## Consigne 1
Reprenez à l'identique, dans l'article ci-dessous sur la mobilisation contre la réforme des retraites, tout ce qui va de « Le gouvernement joue la » jusqu'à « l’agence MSBG Conseil. ».

Le gouvernement joue la sérénité
Après les manifestations contre le projet de réforme des retraites, l’exécutif assure que la porte des négociations reste ouverte
Le bras de fer est engagé. Entre 800 000 et 1,5 million de personnes ont défilé en France contre le projet de réforme des retraites du gouvernement ce jeudi. Et face à cette mobilisation proche de celles des grands mouvements de 1995 ou de 2010, le gouvernement joue pour l’heure l’apaisement. « A travers ces chiffres, on peut dire que le pari est réussi pour les syndicats », estime Philippe Moreau Chevrolet, professeur de communication politique à Sciences po et dirigeant de l’agence MSBG Conseil.
« Ça s’annonce bien, c’est une très forte mobilisation dans le public comme dans le privé », s’est réjoui Philippe Martinez, secrétaire général de la CGT, depuis le défilé. « On n’a pas vu depuis très, très longtemps une telle adhésion à la mobilisation.
Ce qu’on attend maintenant, c’est que le gouvernement prenne la mesure de cette mobilisation, qu’il comprenne que ce système universel est une mauvaise idée », a lancé Yves Veyrier, secrétaire général de FO.

## Données brutes
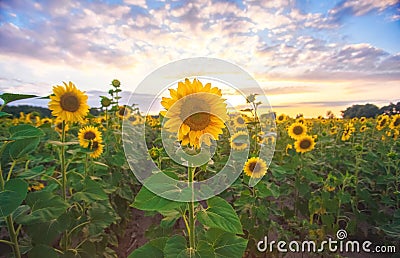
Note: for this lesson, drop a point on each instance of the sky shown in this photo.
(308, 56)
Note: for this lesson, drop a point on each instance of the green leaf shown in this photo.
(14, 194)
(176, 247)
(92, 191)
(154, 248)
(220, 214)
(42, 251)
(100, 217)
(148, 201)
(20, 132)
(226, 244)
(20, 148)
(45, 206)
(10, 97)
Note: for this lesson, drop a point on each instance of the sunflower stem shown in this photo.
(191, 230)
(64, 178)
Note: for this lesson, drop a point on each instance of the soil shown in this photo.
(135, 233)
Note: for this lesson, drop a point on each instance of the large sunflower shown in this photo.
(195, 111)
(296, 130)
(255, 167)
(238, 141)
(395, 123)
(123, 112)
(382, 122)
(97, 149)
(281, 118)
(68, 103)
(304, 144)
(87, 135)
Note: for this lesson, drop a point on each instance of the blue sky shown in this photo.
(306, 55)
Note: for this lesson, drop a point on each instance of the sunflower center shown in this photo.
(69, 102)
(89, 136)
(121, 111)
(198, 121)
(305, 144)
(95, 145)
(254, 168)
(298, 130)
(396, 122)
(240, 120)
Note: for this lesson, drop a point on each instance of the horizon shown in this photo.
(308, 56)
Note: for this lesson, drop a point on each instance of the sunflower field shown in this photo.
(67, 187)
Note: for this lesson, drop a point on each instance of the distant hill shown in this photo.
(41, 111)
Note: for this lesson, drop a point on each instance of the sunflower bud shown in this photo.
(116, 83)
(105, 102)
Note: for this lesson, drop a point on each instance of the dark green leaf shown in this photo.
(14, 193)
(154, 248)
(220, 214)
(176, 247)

## Consigne 2
Dupliquez sans aucune modification tout ce qui va, dans la liste ci-dessus, de la ligne contenant « hill shown in this photo. » jusqu'à la dernière ligne de cette liste, ces deux lignes comprises.

## Corrigé de l'exercice 1
Le gouvernement joue la sérénité
Après les manifestations contre le projet de réforme des retraites, l’exécutif assure que la porte des négociations reste ouverte
Le bras de fer est engagé. Entre 800 000 et 1,5 million de personnes ont défilé en France contre le projet de réforme des retraites du gouvernement ce jeudi. Et face à cette mobilisation proche de celles des grands mouvements de 1995 ou de 2010, le gouvernement joue pour l’heure l’apaisement. « A travers ces chiffres, on peut dire que le pari est réussi pour les syndicats », estime Philippe Moreau Chevrolet, professeur de communication politique à Sciences po et dirigeant de l’agence MSBG Conseil.

## Corrigé de l'exercice 2
Note: for this lesson, drop a point on each instance of the distant hill shown in this photo.
(41, 111)
Note: for this lesson, drop a point on each instance of the sunflower bud shown in this photo.
(116, 83)
(105, 102)
Note: for this lesson, drop a point on each instance of the dark green leaf shown in this photo.
(14, 193)
(154, 248)
(220, 214)
(176, 247)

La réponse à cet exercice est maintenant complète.